Dataset items
——
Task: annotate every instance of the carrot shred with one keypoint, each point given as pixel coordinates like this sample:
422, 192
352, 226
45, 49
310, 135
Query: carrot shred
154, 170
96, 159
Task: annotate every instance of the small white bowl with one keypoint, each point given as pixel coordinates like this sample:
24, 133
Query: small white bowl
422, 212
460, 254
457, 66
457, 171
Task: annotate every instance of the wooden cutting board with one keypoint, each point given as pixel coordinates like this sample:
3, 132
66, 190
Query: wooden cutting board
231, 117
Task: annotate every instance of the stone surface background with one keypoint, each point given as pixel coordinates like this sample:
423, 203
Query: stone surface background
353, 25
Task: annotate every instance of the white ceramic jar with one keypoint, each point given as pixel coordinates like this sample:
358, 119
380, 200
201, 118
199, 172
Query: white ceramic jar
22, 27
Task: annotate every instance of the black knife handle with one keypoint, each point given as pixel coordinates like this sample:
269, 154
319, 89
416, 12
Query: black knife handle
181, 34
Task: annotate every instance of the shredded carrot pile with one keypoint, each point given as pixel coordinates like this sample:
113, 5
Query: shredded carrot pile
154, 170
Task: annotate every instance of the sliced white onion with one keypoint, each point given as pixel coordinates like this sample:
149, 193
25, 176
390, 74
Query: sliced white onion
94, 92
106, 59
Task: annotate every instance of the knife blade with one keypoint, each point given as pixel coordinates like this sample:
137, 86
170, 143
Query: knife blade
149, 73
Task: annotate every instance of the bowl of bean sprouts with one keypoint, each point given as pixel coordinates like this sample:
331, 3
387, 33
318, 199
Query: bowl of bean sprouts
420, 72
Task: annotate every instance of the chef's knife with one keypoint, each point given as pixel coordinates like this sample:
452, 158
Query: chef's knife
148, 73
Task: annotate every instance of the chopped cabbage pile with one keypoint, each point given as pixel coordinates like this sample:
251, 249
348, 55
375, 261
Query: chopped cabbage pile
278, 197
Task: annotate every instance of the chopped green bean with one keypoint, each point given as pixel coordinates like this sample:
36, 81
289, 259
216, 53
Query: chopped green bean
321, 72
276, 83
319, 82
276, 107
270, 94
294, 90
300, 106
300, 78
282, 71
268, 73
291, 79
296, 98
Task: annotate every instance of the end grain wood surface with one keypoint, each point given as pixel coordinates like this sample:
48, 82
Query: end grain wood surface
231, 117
——
| INSTRUCTIONS FOR THE TASK |
Write the entries out once more, exactly as they appear.

| EXPECTED ANSWER |
Task: annotate every instance of the carrot shred with one keypoint, each point given as pixel coordinates like this sample:
422, 192
352, 226
45, 49
310, 135
Query: carrot shred
154, 170
96, 159
Task: annotate every instance of the small white bowl with one keypoint, each point given as pixel coordinates like this sample:
24, 133
Query: small white bowl
422, 212
460, 254
457, 66
457, 171
Task: annotate every instance of the wooden cutting board with one keypoint, each point given as pixel coordinates like this sample:
3, 132
66, 190
Query: wooden cutting board
231, 117
Task: annotate every instance of the stone surface background with one keypoint, each point given as pixel coordinates like this sample:
423, 203
Query: stone surface background
353, 25
Task: annotate every instance of the white ceramic jar with one keypoint, each point given as pixel coordinates like this sample:
358, 119
380, 200
201, 118
199, 172
Query: white ceramic jar
22, 27
Task: annotate every instance of the black knife handle with one keypoint, each point given as pixel coordinates like this sample:
269, 154
319, 89
416, 12
Query: black knife handle
181, 34
Task: annotate every instance of the shredded carrot pile with one keypoint, each point given as pixel coordinates like this sample:
113, 5
Query: shredded carrot pile
154, 170
Task: annotate every instance of the sliced white onion with one keypoint, each point given as pixel coordinates like this sample:
149, 193
25, 176
390, 74
Query: sliced white onion
94, 92
106, 59
Task: annotate every instance of the knife blade with one keypoint, each point given as pixel coordinates like this sample:
137, 86
170, 143
Query: knife blade
149, 73
Task: annotate every instance of the bowl of bean sprouts with one keypoint, each point given as pixel coordinates like this sample:
331, 3
387, 33
318, 199
Query: bowl of bean sprouts
420, 72
Task: annotate every instance of the chef's knife with one keypoint, each point given as pixel coordinates like this sample:
452, 158
Query: chef's knife
148, 73
Task: annotate every instance of the chopped cabbage pile with one keypoint, each point given as pixel coordinates like this sample:
251, 249
348, 55
375, 261
Query: chopped cabbage pile
278, 197
Task: annotate every instance of the chopped green bean with one keypoint, each point given as pixel coordinates like this sample:
36, 81
289, 259
216, 53
Query: chopped green bean
321, 72
276, 83
319, 82
276, 107
270, 94
294, 90
300, 106
300, 78
282, 71
268, 73
291, 79
296, 98
Task: annotate every instance of the end grain wood surface with one keypoint, each point given as pixel coordinates like this sample:
48, 82
Query: end grain wood surface
231, 117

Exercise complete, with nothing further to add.